→ **Instructions to follow**
Rewrite the stretch of the forum thread from "Unless you are" through "McDonalds in Poland.", putting "QEMU" in place of "VirtualBox".
+++ Passage shown
Unless you are using KDE or GNOME I think you will be comfortable enough. A minimal Xorg install is not substantial, and even with Firefox I think I ran one on VirtualBox with an 8gb disk that had a functioning display system. I doubt you will be using jails or ports for your use case (a machine with a 16gb SSD does not sound like the kind of machine you build large projects with), if so I think you will be fine, just keep on top of it. It all depends on your use case really.

Edit: That's a lot of RAM. If you are interested in building ports i'd recommend a storage upgrade, seems like a massive waste not to use it.


----------



## VectorPL (Oct 4, 2021)

Thank you for advice. I think that I will buy 128 gb ssd, I found one on the internet which costs about as much as a good lunch at McDonalds in Poland.


----------



## D-FENS (Oct 4, 2021)

VectorPL said:


> I am planning to install FreeBSD for desktop on 16 GB ssd (system and programs) and home partition on other ssd disk. I have 32 gb RAM so I think I don't need swap partition. Is 16 gb enough for system and programs? Or should I install everything on the bigger ssd?


What exactly is your storage hardware configuration?
If you decide to install your system on ZFS, you can stripe the disks together and combine their space into a bigger storage. Then you can install your system and keep the ZFS filesystems separate but use the whole space. This option makes read operations actually faster but the disadvantage is that if one of your SSD breaks, you loose the whole data. If you do a regular backup this might be acceptable risk to you.
++++++
+++ Extracted records
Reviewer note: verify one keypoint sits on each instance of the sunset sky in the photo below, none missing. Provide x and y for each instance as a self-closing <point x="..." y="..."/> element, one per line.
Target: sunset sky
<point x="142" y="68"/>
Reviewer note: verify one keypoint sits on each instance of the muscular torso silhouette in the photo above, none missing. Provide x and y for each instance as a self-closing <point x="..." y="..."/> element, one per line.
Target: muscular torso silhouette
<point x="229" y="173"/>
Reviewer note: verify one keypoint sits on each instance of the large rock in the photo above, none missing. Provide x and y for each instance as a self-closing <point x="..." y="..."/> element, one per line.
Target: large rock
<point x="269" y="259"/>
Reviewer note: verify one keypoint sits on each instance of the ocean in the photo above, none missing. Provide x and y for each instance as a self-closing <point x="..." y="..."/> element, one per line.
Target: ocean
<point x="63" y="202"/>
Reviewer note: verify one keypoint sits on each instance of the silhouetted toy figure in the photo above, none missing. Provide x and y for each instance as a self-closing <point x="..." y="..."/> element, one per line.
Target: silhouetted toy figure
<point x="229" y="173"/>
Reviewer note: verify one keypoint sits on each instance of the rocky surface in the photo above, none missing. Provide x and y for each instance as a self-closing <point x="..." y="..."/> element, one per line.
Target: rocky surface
++++++
→ **Right answer**
Unless you are using KDE or GNOME I think you will be comfortable enough. A minimal Xorg install is not substantial, and even with Firefox I think I ran one on QEMU with an 8gb disk that had a functioning display system. I doubt you will be using jails or ports for your use case (a machine with a 16gb SSD does not sound like the kind of machine you build large projects with), if so I think you will be fine, just keep on top of it. It all depends on your use case really.

Edit: That's a lot of RAM. If you are interested in building ports i'd recommend a storage upgrade, seems like a massive waste not to use it.


----------



## VectorPL (Oct 4, 2021)

Thank you for advice. I think that I will buy 128 gb ssd, I found one on the internet which costs about as much as a good lunch at McDonalds in Poland.